Print all of the rows below word for word, leaving out the pictures.

-- -- --

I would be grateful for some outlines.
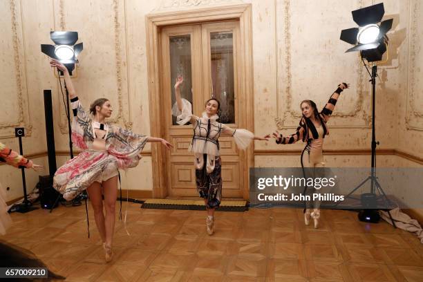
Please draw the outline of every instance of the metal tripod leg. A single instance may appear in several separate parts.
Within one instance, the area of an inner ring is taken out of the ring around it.
[[[382,189],[382,186],[380,186],[379,181],[377,181],[377,178],[375,178],[375,185],[376,186],[376,188],[377,189],[377,190],[379,190],[379,193],[383,195],[384,201],[385,201],[385,203],[386,204],[386,207],[388,207],[388,205],[391,204],[391,201],[389,200],[389,198],[388,198],[388,197],[386,196],[386,194]],[[386,203],[386,201],[388,203]],[[388,209],[388,214],[389,215],[389,218],[391,219],[391,222],[392,223],[392,225],[393,225],[394,227],[397,228],[397,225],[395,225],[395,222],[392,218],[392,215],[391,214],[391,211],[389,210],[389,209]]]

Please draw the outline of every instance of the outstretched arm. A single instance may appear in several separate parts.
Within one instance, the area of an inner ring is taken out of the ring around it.
[[[50,66],[52,68],[57,68],[59,70],[63,72],[63,76],[65,79],[65,82],[66,83],[66,88],[68,88],[69,97],[70,99],[75,98],[77,96],[76,92],[75,91],[75,88],[73,87],[70,75],[69,75],[69,72],[68,71],[66,67],[63,64],[55,59],[52,59],[50,61]]]
[[[176,78],[176,82],[175,82],[175,98],[176,99],[176,103],[178,103],[178,109],[179,111],[182,111],[182,102],[180,97],[180,86],[184,82],[184,78],[182,75],[178,75]]]
[[[328,122],[329,120],[329,118],[332,115],[333,110],[335,109],[335,106],[337,104],[337,102],[338,101],[338,98],[341,95],[341,92],[344,91],[345,88],[348,88],[350,84],[342,82],[339,85],[338,85],[338,88],[335,91],[330,95],[329,98],[329,101],[326,103],[324,108],[321,110],[321,115],[325,120],[325,122]]]

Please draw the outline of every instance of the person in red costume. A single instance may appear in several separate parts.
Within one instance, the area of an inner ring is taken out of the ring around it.
[[[35,164],[32,160],[24,158],[15,151],[8,148],[4,144],[0,143],[0,162],[6,162],[15,167],[26,167],[37,170],[41,165]],[[5,194],[1,183],[0,183],[0,234],[6,234],[6,228],[12,223],[10,216],[8,214],[8,205],[4,200]]]

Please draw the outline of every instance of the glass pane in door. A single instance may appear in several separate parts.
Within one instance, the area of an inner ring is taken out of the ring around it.
[[[210,51],[212,97],[220,102],[220,121],[235,123],[233,32],[210,32]]]
[[[175,111],[177,111],[175,99],[175,81],[178,75],[184,78],[180,86],[182,99],[188,100],[192,105],[192,79],[191,73],[191,36],[178,35],[169,37],[171,89],[172,93],[172,124],[178,125]]]

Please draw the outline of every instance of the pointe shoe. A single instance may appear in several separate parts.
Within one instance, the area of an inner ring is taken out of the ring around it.
[[[306,225],[310,224],[310,211],[306,211],[304,213],[304,223],[306,223]]]
[[[317,209],[312,212],[311,217],[314,220],[314,228],[317,228],[319,226],[319,218],[320,218],[320,211]]]
[[[106,263],[111,261],[113,257],[113,252],[111,250],[111,246],[108,246],[105,243],[103,243],[103,248],[104,249],[104,259]]]
[[[214,233],[214,216],[207,216],[206,224],[207,225],[207,234],[213,235],[213,233]]]

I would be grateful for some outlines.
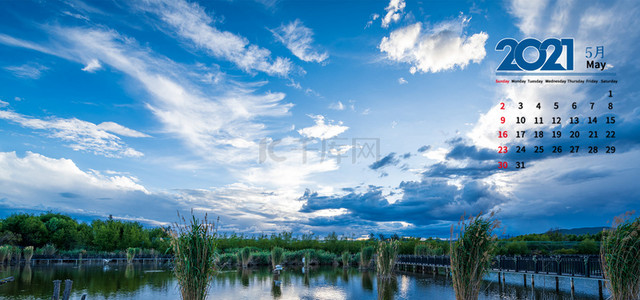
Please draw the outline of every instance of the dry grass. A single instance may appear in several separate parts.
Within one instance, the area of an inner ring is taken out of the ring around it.
[[[33,246],[24,247],[24,260],[25,264],[31,264],[31,258],[33,257]]]
[[[612,300],[638,299],[640,295],[640,218],[633,212],[616,217],[603,232],[600,261]]]
[[[391,278],[398,258],[398,241],[380,241],[376,249],[378,278]]]
[[[451,226],[451,278],[457,300],[476,300],[480,293],[482,278],[491,263],[491,253],[495,236],[493,231],[500,223],[493,218],[464,216],[458,227],[460,235],[453,236],[454,227]],[[456,240],[455,242],[453,242]]]
[[[368,269],[371,266],[371,259],[373,258],[373,253],[375,251],[376,249],[371,246],[362,248],[362,251],[360,251],[361,269]]]
[[[216,272],[215,250],[217,223],[209,222],[205,215],[200,222],[191,216],[189,223],[175,223],[169,231],[174,252],[173,272],[180,284],[183,300],[204,300]]]
[[[282,263],[282,259],[284,258],[284,249],[280,247],[273,247],[271,249],[271,265],[275,269],[275,267]]]

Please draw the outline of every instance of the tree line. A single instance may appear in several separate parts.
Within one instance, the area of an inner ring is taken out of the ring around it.
[[[113,218],[84,223],[53,212],[40,215],[16,213],[0,219],[0,245],[94,252],[142,248],[154,249],[156,253],[169,253],[172,250],[167,229],[146,227],[139,222]],[[494,254],[597,254],[601,239],[602,233],[563,235],[549,231],[543,234],[526,234],[496,241]],[[356,239],[354,236],[339,236],[335,232],[321,237],[313,233],[294,235],[288,231],[254,235],[221,232],[217,237],[217,251],[234,253],[244,247],[255,251],[271,251],[274,247],[280,247],[288,251],[317,249],[341,255],[344,252],[358,253],[383,240],[398,241],[399,254],[442,255],[449,252],[448,241],[433,238],[424,240],[418,237],[400,237],[397,234],[385,236],[371,233],[367,238]]]

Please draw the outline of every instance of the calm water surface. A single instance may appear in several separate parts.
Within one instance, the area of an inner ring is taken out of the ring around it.
[[[179,299],[177,280],[171,271],[153,265],[99,265],[0,267],[0,278],[15,281],[0,286],[0,299],[51,299],[53,280],[73,280],[73,296],[97,299]],[[506,285],[497,275],[485,281],[480,299],[599,299],[595,280],[576,280],[571,296],[569,279],[561,279],[560,293],[553,277],[538,276],[535,289],[530,276],[527,287],[522,275],[507,276]],[[355,268],[319,267],[286,269],[277,281],[267,268],[225,270],[215,278],[208,299],[455,299],[451,281],[443,276],[398,273],[395,282],[378,284],[375,273]],[[605,292],[605,298],[607,294]]]

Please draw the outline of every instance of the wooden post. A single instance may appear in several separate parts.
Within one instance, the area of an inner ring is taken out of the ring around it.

-- -- --

Correct response —
I would be grateful for some outlines.
Please draw the outline of every instance of the metal tripod leg. A single instance may appear in several separate parts.
Within one instance, the area of an inner ring is taken out of the ring around it.
[[[382,189],[382,186],[380,186],[379,181],[377,181],[377,178],[375,178],[375,185],[376,186],[376,188],[377,189],[377,190],[379,190],[379,193],[383,195],[384,201],[385,201],[385,203],[386,204],[386,207],[388,207],[388,205],[391,204],[391,201],[389,200],[389,198],[388,198],[388,197],[386,196],[386,194]],[[386,203],[386,201],[388,203]],[[388,209],[388,214],[389,215],[389,218],[391,219],[391,222],[392,223],[392,225],[393,225],[394,227],[397,228],[397,225],[395,225],[395,222],[392,218],[392,215],[391,214],[391,211],[389,210],[389,209]]]

Please draw the outline of every instance of the outstretched arm. A single instance may appear in several separate parts.
Within one instance, the area of an inner ring is taken out of the ring around it.
[[[50,66],[52,68],[57,68],[59,70],[63,72],[63,76],[65,79],[65,82],[66,83],[66,88],[68,88],[69,97],[70,99],[75,98],[77,96],[76,92],[75,91],[75,88],[73,87],[70,75],[69,75],[69,72],[68,71],[66,67],[63,64],[55,59],[52,59],[50,61]]]
[[[176,78],[176,82],[175,82],[175,98],[176,99],[176,103],[178,103],[178,109],[179,111],[182,111],[182,102],[180,97],[180,86],[184,82],[184,78],[182,75],[178,75]]]
[[[328,122],[329,120],[329,118],[332,115],[333,110],[335,109],[335,106],[337,104],[337,102],[338,101],[338,98],[341,95],[341,92],[344,91],[345,88],[348,88],[350,84],[342,82],[339,85],[338,85],[338,88],[335,91],[330,95],[329,98],[329,101],[326,103],[324,108],[321,110],[321,115],[325,120],[325,122]]]

Please draw the outline of every instance of the person in red costume. A single instance may appear in several separate parts.
Within one instance, the area of an inner ring is taken out of the ring around it.
[[[35,164],[32,160],[24,158],[15,151],[8,148],[4,144],[0,143],[0,162],[6,162],[15,167],[26,167],[37,170],[41,165]],[[5,194],[1,183],[0,183],[0,234],[6,234],[6,228],[12,223],[10,216],[8,214],[8,205],[4,200]]]

Please draw the outline of every instance of the glass pane in door. A single instance may appear in several separate parts.
Within one instance, the area of an inner ring is taken out of the ring around it.
[[[210,51],[212,97],[220,102],[220,121],[235,123],[233,32],[210,32]]]
[[[175,111],[177,111],[175,99],[175,81],[178,75],[184,78],[180,86],[182,99],[188,100],[192,105],[192,79],[191,73],[191,36],[178,35],[169,37],[171,89],[172,93],[172,124],[178,125]]]

Please draw the outline of every instance of the pointe shoe. A single instance may appear in several separate parts.
Within one instance, the area of an inner ring is taken out of the ring around it.
[[[306,225],[310,224],[310,211],[306,211],[304,213],[304,223],[306,223]]]
[[[317,209],[312,212],[311,217],[314,220],[314,228],[317,228],[319,226],[319,218],[320,218],[320,211]]]
[[[106,263],[111,261],[113,257],[113,252],[111,250],[111,246],[108,246],[105,243],[103,243],[103,248],[104,249],[104,259]]]
[[[214,233],[214,216],[207,216],[206,224],[207,225],[207,234],[213,235],[213,233]]]

I would be grateful for some outlines.
Please draw the outline of every instance of the dry grass. A single instance may appear in several separate parts.
Within one instance, the area of an inner ring is taken out of the ring around it.
[[[33,246],[24,247],[24,260],[25,264],[31,264],[31,258],[33,257]]]
[[[612,300],[638,299],[640,295],[640,218],[633,212],[616,217],[603,232],[600,261]]]
[[[391,278],[398,258],[398,241],[380,241],[376,249],[378,278]]]
[[[451,226],[451,278],[457,300],[476,300],[480,293],[482,278],[491,263],[491,253],[495,236],[493,231],[500,223],[493,218],[464,216],[458,227],[460,235],[453,236],[454,227]],[[456,240],[455,242],[453,242]]]
[[[368,269],[371,266],[371,259],[373,258],[373,253],[375,251],[376,249],[371,246],[362,248],[362,251],[360,251],[361,269]]]
[[[216,272],[215,250],[217,223],[209,222],[205,215],[200,222],[191,216],[189,223],[175,223],[169,231],[174,252],[173,272],[180,284],[183,300],[204,300]]]
[[[282,263],[282,259],[284,258],[284,249],[280,247],[273,247],[271,249],[271,265],[275,269],[275,267]]]

Please draw the outline of every instance of the tree line. A single instance may appear in several separate parts.
Within one instance, the area of an inner ring is taken out of the ring around it.
[[[113,218],[84,223],[53,212],[40,215],[16,213],[0,219],[0,245],[94,252],[142,248],[154,249],[156,253],[169,253],[172,250],[167,229],[146,227],[139,222]],[[494,254],[597,254],[601,239],[602,233],[563,235],[549,231],[543,234],[526,234],[496,241]],[[356,239],[354,236],[339,236],[335,232],[321,237],[313,233],[294,235],[288,231],[254,235],[221,232],[217,237],[217,251],[234,253],[244,247],[255,251],[271,251],[274,247],[280,247],[288,251],[317,249],[341,255],[344,252],[358,253],[383,240],[398,241],[399,254],[442,255],[449,252],[448,241],[433,238],[424,240],[418,237],[400,237],[397,234],[385,236],[371,233],[367,238]]]

Please draw the outline of every instance of the calm water surface. A single instance may appear in several separate parts.
Within one instance, the area of an inner ring is taken out of the ring around it.
[[[179,299],[177,280],[171,271],[153,265],[99,265],[0,267],[0,278],[15,281],[0,286],[0,299],[51,299],[53,280],[73,280],[73,296],[97,299]],[[506,285],[497,275],[485,281],[480,299],[599,299],[595,280],[576,280],[571,296],[569,279],[561,279],[560,293],[553,277],[538,276],[535,289],[530,276],[527,287],[522,275],[507,276]],[[355,268],[319,267],[286,269],[277,281],[267,268],[225,270],[215,278],[208,299],[455,299],[451,281],[443,276],[398,273],[395,282],[378,284],[375,273]],[[605,292],[605,298],[607,294]]]

Please draw the outline of every instance of the wooden post. A single instance may appear in several separate parts.
Within one instance, the area of an inner ring is taken out of the ring around it.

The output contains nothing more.